* **POLECENIE**
Zaktualizuj cały listing poniżej, zastępując każde „In this photo” przez „In this picture” i nie zmieniając niczego poza tym. Proszę pominąć obrazy w odpowiedzi.

◇ ◇ ◇ ◇

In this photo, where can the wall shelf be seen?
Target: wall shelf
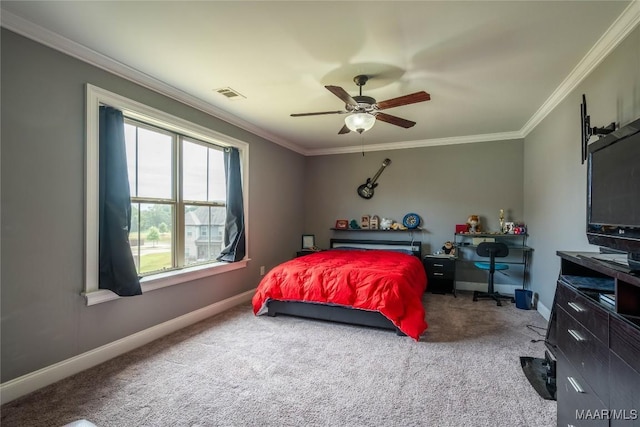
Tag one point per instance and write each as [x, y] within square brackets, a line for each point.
[408, 230]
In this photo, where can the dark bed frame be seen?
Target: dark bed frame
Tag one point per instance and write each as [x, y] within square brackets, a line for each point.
[342, 314]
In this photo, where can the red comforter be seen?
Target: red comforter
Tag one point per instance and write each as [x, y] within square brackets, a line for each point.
[386, 281]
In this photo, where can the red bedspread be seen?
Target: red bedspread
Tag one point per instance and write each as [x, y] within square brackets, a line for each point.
[386, 281]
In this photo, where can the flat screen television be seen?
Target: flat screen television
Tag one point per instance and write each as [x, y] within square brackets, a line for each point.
[613, 192]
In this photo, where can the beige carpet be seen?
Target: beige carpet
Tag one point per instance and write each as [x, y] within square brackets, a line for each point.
[239, 370]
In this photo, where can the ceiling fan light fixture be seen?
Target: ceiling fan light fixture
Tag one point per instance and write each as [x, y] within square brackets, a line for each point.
[360, 122]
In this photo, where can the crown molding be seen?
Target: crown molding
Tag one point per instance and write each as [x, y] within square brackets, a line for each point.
[400, 145]
[624, 24]
[621, 28]
[55, 41]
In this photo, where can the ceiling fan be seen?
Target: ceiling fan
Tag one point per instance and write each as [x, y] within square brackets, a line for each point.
[364, 110]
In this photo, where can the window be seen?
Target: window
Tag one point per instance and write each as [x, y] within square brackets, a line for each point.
[160, 202]
[178, 190]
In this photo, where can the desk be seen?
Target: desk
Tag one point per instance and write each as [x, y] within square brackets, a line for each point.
[519, 252]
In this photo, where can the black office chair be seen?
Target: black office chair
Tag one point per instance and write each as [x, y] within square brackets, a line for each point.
[492, 250]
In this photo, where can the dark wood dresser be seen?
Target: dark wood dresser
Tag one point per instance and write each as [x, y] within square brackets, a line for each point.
[598, 342]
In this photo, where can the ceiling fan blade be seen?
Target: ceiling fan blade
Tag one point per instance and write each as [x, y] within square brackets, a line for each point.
[344, 130]
[395, 120]
[342, 94]
[404, 100]
[318, 113]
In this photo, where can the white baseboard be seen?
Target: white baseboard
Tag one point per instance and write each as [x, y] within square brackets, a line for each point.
[543, 310]
[503, 289]
[43, 377]
[482, 287]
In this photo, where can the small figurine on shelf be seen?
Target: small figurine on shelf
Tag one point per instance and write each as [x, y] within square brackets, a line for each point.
[374, 222]
[474, 223]
[386, 223]
[449, 249]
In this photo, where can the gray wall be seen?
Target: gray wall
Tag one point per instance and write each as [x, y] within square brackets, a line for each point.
[44, 318]
[442, 184]
[555, 179]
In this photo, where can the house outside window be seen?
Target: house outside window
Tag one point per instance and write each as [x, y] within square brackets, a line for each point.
[161, 202]
[177, 182]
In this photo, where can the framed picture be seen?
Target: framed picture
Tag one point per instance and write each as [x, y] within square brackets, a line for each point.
[342, 224]
[308, 241]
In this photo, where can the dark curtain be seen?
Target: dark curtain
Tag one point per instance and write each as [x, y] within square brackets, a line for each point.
[117, 268]
[234, 239]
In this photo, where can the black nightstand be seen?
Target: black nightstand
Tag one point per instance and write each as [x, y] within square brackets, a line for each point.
[441, 274]
[304, 252]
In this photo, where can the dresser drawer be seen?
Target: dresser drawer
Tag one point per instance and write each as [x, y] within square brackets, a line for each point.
[624, 393]
[589, 356]
[624, 340]
[587, 312]
[576, 399]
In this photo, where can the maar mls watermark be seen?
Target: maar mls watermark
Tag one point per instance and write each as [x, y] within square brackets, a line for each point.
[607, 414]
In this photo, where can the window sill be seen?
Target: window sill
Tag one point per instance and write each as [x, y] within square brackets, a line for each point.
[163, 280]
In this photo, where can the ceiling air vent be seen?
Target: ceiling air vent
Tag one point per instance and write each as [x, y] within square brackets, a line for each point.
[230, 93]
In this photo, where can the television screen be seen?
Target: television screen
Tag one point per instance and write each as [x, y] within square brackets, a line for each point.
[613, 192]
[615, 188]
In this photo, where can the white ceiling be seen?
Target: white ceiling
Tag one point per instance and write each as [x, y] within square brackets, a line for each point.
[493, 68]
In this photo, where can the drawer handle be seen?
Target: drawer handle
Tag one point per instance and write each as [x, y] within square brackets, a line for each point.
[576, 307]
[576, 335]
[575, 385]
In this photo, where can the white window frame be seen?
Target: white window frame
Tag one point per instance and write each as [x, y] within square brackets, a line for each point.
[95, 97]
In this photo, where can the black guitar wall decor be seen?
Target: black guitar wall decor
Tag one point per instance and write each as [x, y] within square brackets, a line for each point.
[366, 190]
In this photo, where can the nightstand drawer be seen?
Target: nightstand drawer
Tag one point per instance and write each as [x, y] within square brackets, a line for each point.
[441, 274]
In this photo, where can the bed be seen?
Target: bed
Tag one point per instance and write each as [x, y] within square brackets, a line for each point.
[376, 283]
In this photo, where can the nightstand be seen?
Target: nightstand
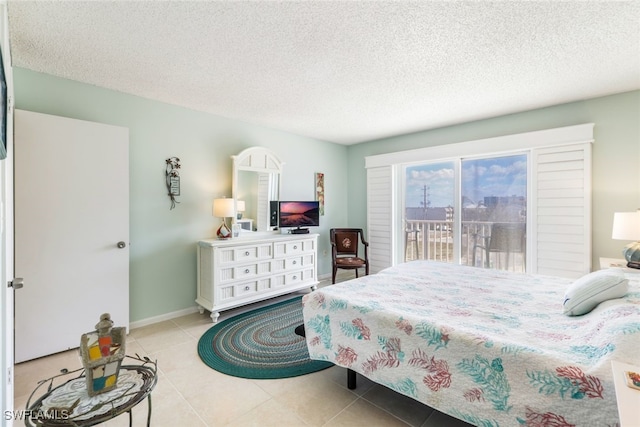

◇ ◇ ◇ ◇

* **WYNIK ĆWICZENIA**
In this picture, where can the wall shelf be seen?
Target: wall shelf
Tag one point per instance and write each as [x, y] within square brackets, a line for each point.
[408, 230]
In this picture, where can the dark bed frame be seen?
Target: dark bed frame
Tag one point per instance and write each as [x, y] within square brackets, a line for each point.
[342, 314]
In this picture, where can the red comforter be seen?
Target: red comforter
Tag one point per instance and write each as [x, y] within square brackets, a line for each point.
[386, 281]
In this picture, where can the red bedspread be seen?
Target: red bedspread
Tag one point per instance and write each as [x, y] within square brackets, a line for each point.
[386, 281]
In this picture, where can the flat screen television be seen?
Target: flat screen television
Tag one point per instance and write each as [x, y] within square brackets, a line for each point.
[613, 192]
In this picture, where can the beige carpet be seen?
Target: beige carpet
Tag one point per instance and write each as [x, y] within square brackets, a line for each point.
[239, 370]
In this picture, where can the ceiling fan light fixture be seen?
Target: ceiling fan light fixture
Tag one point per instance and write each as [x, y] within square brackets, a line for each point.
[360, 122]
In this picture, where can the crown molding be seen?
Target: crown molding
Tag one point per instance and write each as [x, y] within square brackets, a line for each point.
[400, 145]
[624, 24]
[621, 28]
[55, 41]
In this picture, where can the ceiling fan be seen?
Target: ceiling fan
Tag one point per instance and write each as [x, y] within square brackets, a line for each point.
[364, 110]
In this picture, where can the window be seen?
Target: window
Tag one point per instance and write each as [x, y] within square brackets, a line for each point.
[160, 202]
[178, 190]
In this picture, where can the desk be seen?
Target: desk
Tag one point per instance and write each as [x, y] within square brackets, a line for each point.
[519, 252]
In this picture, where can the black office chair be seen?
Target: black office chair
Tag one point per instance and write each as [x, y] within square brackets, a line for each point.
[492, 250]
In this picture, where can the dark wood dresser be seen?
Target: dark wood dresser
Tag one point per instance and write each as [x, y] within square brackets, a line for each point.
[598, 342]
In this picture, where can the ceiling fan blade be seen?
Target: ceiling fan blade
Tag one point per instance and write each as [x, y] within square brackets, a line for each point.
[344, 130]
[395, 120]
[342, 94]
[404, 100]
[318, 113]
In this picture, where can the white baseboard be seen?
Target: white baseboard
Tag one point per instance and write each as [x, y] within square brackets, a line for each point.
[543, 310]
[503, 289]
[43, 377]
[482, 287]
In this picture, where can the small figurine on shelf be seen?
Target: small figurine on shelf
Tag one point per instance and write each as [x, y] within square brackets, a line for each point.
[374, 222]
[474, 223]
[386, 223]
[449, 249]
In this picture, where can the gray wall be seen?
Target: gray wall
Tag one point per instance and write each as [x, y] within square brackets, a line for each point.
[44, 318]
[442, 184]
[555, 179]
In this picture, where can the house outside window be seen?
Target: house outside window
Tag one point per instance and write each as [x, y] within square brackets, a line for each point.
[161, 202]
[177, 182]
In this picture, where can the framed picture be seen?
Target: framed picture
Tag one point per instance and write each as [x, y] within square brackets, a line for each point.
[342, 224]
[308, 241]
In this picture, where can the dark curtain be seen?
Target: dark curtain
Tag one point per instance and write each as [x, y] within square brackets, a line for each point.
[117, 268]
[234, 239]
In this picture, where can the black nightstand be seen?
Target: black nightstand
Tag one point per instance and write each as [x, y] within square brackets, a line for each point.
[441, 274]
[304, 252]
In this picture, where can the dresser drawer be seen?
Target: dresser drawer
Tag one point per instance and write each as [x, y] within square brackets, a line for each point.
[624, 393]
[589, 356]
[624, 340]
[587, 312]
[576, 399]
In this picture, where can the maar mls watermark be seen?
Target: maar mls watermark
Tag one point per instance and write each as [x, y] within square brackets, a line for each point.
[607, 414]
In this picture, where can the window sill be seen?
Target: window sill
Tag one point per instance and write each as [x, y] within square brackets, a line for each point.
[163, 280]
In this picture, where can the ceiling air vent be seen?
Target: ceiling air vent
Tag one point per instance and write each as [x, y] within square brackets, a line for each point.
[230, 93]
In this picture, where can the television screen be seen?
Target: television screen
Tag one point per instance and write each as [x, y] within square brackets, a line for each point.
[613, 192]
[615, 188]
In this picture, where can the white ceiling be seen?
Target: white ceiling
Tag one point per instance and write each as [x, y] within square brackets, a line for each point.
[493, 68]
In this picture, where can the drawer handle be seen?
Target: drawer handle
Tag one point per instance and write each as [x, y] within square brackets, a line for each point.
[576, 307]
[576, 335]
[575, 385]
In this picture, where can the white window frame be seen?
Target: white window frame
Tag one point per instance and write each as [x, y] within square brackets, a line for each point.
[95, 97]
In this picture, where can the black guitar wall decor be seen?
Target: black guitar wall decor
Tag one point per instance and write each as [x, y] within square brackets, a line for each point.
[366, 190]
In this picture, where can the nightstand drawer be seen?
Target: nightstand drawer
Tag one point per instance and write each as [x, y] within square brackets, a line for each point.
[441, 274]
In this picture, where can the bed be seen?
Target: bed
Tag one point per instance and write each as [x, y] within square brackets, a line for each point.
[376, 283]
In this picture, where can the nightstand be seen?
Target: nightstand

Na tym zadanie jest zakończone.